Task to complete
Of all the lines in these entries, count those that contain "trailer" and give only the total.

Referring expression pointing data:
- - - - - - -

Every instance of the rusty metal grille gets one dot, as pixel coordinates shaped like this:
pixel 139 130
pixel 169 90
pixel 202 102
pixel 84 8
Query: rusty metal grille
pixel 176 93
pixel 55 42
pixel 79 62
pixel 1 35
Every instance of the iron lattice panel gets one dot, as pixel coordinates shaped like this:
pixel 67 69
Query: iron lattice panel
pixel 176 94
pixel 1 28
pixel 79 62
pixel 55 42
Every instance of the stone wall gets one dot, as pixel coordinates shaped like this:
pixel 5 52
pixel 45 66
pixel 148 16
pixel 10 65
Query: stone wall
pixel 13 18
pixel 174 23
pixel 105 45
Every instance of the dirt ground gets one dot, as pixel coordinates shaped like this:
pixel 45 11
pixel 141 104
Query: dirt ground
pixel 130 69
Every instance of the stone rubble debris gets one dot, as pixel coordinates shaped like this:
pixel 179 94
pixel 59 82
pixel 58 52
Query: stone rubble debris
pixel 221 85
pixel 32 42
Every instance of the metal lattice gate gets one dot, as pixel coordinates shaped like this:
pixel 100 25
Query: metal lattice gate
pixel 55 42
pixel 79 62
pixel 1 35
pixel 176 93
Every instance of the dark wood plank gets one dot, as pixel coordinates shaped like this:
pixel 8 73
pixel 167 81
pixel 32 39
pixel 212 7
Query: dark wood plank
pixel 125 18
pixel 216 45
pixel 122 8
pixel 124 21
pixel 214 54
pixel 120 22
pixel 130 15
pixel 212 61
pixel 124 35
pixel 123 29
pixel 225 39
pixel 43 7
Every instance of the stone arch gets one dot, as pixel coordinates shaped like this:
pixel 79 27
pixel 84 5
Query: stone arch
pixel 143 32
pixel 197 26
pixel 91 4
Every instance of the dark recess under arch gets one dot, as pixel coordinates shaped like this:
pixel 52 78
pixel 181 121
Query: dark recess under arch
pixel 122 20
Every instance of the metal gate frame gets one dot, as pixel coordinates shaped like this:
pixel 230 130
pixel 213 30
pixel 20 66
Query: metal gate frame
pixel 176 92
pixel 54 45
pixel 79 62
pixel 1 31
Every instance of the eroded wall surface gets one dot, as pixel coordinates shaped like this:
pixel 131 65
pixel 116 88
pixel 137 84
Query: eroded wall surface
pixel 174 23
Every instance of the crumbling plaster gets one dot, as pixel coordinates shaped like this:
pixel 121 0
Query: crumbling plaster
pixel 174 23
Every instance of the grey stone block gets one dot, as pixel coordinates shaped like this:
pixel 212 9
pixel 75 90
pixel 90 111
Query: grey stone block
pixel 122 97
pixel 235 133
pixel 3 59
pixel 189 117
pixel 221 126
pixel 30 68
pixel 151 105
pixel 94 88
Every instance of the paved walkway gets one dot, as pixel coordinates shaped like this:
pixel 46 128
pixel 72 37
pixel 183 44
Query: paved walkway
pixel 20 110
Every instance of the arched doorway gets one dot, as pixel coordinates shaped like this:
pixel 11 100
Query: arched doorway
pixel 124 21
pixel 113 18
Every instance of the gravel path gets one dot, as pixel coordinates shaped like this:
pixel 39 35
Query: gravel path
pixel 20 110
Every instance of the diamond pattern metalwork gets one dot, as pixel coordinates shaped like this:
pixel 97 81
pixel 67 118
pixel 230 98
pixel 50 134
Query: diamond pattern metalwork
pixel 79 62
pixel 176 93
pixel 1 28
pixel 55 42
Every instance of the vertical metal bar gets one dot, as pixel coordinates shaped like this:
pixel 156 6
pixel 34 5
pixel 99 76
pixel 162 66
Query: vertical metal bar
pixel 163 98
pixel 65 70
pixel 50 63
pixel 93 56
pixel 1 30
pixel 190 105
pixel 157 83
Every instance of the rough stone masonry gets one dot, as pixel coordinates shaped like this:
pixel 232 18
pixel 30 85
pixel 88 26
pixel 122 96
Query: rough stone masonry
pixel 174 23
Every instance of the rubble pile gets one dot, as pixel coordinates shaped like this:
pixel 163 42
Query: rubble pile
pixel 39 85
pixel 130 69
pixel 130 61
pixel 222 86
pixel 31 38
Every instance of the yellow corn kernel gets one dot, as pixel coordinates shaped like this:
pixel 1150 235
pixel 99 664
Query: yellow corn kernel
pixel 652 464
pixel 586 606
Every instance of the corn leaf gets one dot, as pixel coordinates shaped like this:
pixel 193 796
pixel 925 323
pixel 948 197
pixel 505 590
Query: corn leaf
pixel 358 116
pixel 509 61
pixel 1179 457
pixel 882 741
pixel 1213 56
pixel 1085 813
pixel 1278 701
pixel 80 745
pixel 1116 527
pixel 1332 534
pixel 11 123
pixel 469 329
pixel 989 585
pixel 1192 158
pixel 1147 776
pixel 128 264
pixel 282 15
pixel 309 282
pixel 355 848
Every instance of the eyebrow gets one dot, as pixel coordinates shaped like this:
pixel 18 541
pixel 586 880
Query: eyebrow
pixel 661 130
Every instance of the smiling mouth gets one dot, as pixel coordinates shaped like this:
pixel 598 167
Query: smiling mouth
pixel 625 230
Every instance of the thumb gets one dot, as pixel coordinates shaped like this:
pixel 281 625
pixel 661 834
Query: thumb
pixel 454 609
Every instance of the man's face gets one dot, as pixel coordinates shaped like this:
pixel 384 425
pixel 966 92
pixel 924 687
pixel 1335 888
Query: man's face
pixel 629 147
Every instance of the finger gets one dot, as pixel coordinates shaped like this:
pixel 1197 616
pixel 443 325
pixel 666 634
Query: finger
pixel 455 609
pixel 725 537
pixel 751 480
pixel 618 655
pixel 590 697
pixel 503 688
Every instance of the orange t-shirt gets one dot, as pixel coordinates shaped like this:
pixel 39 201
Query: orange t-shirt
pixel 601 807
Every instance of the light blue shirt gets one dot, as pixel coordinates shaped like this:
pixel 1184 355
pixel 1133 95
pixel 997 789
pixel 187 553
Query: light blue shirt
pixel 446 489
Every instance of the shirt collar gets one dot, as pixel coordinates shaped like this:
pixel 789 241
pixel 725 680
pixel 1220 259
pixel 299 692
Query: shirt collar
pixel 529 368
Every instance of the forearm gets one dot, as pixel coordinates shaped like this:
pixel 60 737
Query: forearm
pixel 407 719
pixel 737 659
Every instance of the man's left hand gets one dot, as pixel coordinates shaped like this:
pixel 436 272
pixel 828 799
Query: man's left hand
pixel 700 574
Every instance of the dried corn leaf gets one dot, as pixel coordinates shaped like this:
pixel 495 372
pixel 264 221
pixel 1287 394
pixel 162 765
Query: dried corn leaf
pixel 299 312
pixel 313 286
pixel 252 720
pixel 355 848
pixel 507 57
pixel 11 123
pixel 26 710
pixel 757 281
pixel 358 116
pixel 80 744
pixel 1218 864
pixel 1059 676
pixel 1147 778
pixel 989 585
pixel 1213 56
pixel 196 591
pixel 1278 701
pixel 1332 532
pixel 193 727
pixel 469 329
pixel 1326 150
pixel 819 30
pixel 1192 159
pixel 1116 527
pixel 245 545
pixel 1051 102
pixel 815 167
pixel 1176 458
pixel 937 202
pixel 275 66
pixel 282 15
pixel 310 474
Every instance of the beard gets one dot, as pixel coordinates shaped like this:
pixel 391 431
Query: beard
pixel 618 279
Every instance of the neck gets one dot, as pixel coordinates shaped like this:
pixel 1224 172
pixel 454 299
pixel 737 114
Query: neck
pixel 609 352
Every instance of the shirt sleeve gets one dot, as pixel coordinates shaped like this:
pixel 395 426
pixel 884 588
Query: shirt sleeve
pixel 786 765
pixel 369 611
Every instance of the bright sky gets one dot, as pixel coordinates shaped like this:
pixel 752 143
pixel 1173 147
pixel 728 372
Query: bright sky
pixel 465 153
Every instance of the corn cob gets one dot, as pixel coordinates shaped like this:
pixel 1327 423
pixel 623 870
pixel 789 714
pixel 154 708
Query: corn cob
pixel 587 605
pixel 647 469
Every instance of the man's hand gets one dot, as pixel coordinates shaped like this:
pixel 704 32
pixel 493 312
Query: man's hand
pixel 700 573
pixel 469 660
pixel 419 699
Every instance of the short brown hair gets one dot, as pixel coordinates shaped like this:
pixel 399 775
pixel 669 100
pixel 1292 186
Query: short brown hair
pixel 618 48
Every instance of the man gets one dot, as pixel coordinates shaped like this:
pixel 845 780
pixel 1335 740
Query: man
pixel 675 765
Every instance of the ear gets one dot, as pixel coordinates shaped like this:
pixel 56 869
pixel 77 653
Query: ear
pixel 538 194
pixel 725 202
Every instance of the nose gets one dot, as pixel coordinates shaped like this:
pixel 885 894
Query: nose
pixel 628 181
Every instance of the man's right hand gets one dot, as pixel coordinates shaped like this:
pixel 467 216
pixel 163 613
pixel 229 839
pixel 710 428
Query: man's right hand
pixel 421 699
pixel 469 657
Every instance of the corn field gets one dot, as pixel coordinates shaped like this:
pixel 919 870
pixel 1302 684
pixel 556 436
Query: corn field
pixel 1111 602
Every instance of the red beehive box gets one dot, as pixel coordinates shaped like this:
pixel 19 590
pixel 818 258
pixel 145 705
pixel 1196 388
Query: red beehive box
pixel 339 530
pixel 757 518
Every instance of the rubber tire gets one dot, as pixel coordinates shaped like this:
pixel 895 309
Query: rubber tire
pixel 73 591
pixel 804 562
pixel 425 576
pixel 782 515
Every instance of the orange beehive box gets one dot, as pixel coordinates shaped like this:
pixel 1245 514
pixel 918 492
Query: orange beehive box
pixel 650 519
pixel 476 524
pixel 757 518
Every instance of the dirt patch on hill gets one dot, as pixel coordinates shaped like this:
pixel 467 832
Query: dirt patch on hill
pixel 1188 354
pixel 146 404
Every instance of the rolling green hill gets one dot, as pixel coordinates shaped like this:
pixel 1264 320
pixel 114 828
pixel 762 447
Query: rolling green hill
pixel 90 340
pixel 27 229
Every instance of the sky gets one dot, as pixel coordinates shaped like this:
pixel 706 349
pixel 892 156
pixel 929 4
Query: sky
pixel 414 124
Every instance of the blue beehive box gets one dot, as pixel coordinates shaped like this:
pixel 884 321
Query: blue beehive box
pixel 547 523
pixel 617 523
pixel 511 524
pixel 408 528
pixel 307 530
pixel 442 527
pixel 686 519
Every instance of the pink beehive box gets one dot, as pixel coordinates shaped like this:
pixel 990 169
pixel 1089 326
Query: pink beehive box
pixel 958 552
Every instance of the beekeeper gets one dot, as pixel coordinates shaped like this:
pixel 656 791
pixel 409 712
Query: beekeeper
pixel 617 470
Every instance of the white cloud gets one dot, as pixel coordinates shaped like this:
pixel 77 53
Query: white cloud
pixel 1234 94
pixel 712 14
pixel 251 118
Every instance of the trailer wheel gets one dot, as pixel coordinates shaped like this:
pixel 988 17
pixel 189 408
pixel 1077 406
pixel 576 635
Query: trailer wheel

- - - - - - -

Task answer
2